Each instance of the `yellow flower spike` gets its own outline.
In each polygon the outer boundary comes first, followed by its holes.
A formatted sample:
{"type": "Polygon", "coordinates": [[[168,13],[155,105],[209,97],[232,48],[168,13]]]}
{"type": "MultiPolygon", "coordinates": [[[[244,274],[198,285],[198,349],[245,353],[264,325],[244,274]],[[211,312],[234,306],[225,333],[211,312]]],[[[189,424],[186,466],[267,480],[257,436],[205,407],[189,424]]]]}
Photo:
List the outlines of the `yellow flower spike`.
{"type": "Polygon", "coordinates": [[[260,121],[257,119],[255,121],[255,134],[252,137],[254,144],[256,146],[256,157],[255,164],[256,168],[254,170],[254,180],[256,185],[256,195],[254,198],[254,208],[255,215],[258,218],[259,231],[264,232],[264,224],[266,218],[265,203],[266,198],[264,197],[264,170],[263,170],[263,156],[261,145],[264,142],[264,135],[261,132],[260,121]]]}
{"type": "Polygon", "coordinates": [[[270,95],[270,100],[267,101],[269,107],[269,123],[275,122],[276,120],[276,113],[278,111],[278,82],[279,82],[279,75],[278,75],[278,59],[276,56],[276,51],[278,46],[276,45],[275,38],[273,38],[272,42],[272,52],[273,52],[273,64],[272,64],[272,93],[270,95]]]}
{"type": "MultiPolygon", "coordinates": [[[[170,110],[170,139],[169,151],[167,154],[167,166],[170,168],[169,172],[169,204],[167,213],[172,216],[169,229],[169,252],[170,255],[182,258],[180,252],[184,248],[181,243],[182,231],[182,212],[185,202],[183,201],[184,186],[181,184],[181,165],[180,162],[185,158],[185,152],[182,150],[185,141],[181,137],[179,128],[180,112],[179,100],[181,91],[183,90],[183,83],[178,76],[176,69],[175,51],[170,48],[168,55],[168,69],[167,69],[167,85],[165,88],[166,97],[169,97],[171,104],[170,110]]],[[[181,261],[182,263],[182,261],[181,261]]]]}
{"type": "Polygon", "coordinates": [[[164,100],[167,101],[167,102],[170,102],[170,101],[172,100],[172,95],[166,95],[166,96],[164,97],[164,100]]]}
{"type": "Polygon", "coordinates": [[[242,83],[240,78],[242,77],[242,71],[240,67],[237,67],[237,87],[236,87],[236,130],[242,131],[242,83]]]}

## PROBLEM TO SOLVE
The entries above must be retyped exactly, down to the last character.

## ANSWER BOX
Each instance of the `yellow flower spike` gets its own outline.
In each polygon the outer boundary comes first, followed by its holes.
A formatted sample:
{"type": "Polygon", "coordinates": [[[168,13],[155,105],[209,97],[232,48],[168,13]]]}
{"type": "MultiPolygon", "coordinates": [[[[244,274],[198,285],[198,349],[245,353],[264,325],[244,274]],[[211,312],[234,306],[225,333],[211,312]]],[[[189,424],[186,466],[267,480],[257,436],[205,407],[189,424]]]]}
Photo:
List the outlines of the `yellow flower spike`.
{"type": "Polygon", "coordinates": [[[260,121],[257,119],[255,121],[255,134],[252,137],[254,144],[256,146],[256,157],[255,164],[256,168],[254,170],[254,180],[256,185],[256,195],[254,198],[254,208],[255,215],[258,218],[259,231],[264,232],[264,224],[266,218],[265,203],[266,198],[264,197],[264,170],[263,170],[263,156],[261,145],[264,142],[264,135],[261,132],[260,121]]]}
{"type": "Polygon", "coordinates": [[[270,95],[270,100],[267,101],[269,107],[269,123],[275,122],[276,120],[276,113],[278,111],[278,82],[279,82],[279,75],[278,75],[278,59],[276,56],[276,51],[278,46],[276,45],[275,38],[273,38],[272,42],[272,52],[273,52],[273,64],[272,64],[272,93],[270,95]]]}
{"type": "MultiPolygon", "coordinates": [[[[170,110],[170,139],[169,151],[167,154],[167,166],[170,168],[169,172],[169,204],[167,213],[172,216],[169,229],[169,252],[170,255],[182,258],[180,252],[184,248],[181,243],[182,231],[182,212],[185,202],[183,201],[184,186],[181,184],[181,165],[180,162],[185,158],[185,152],[182,150],[185,141],[181,137],[179,128],[180,112],[179,100],[181,91],[183,90],[183,83],[178,76],[176,69],[175,51],[170,48],[168,55],[168,69],[167,69],[167,85],[165,88],[166,97],[169,97],[171,104],[170,110]]],[[[181,261],[182,263],[182,261],[181,261]]]]}
{"type": "Polygon", "coordinates": [[[164,100],[167,101],[167,102],[170,102],[170,101],[172,100],[172,95],[166,95],[166,96],[164,97],[164,100]]]}
{"type": "Polygon", "coordinates": [[[242,83],[240,78],[242,77],[242,71],[240,67],[237,67],[237,87],[236,87],[236,130],[242,131],[242,83]]]}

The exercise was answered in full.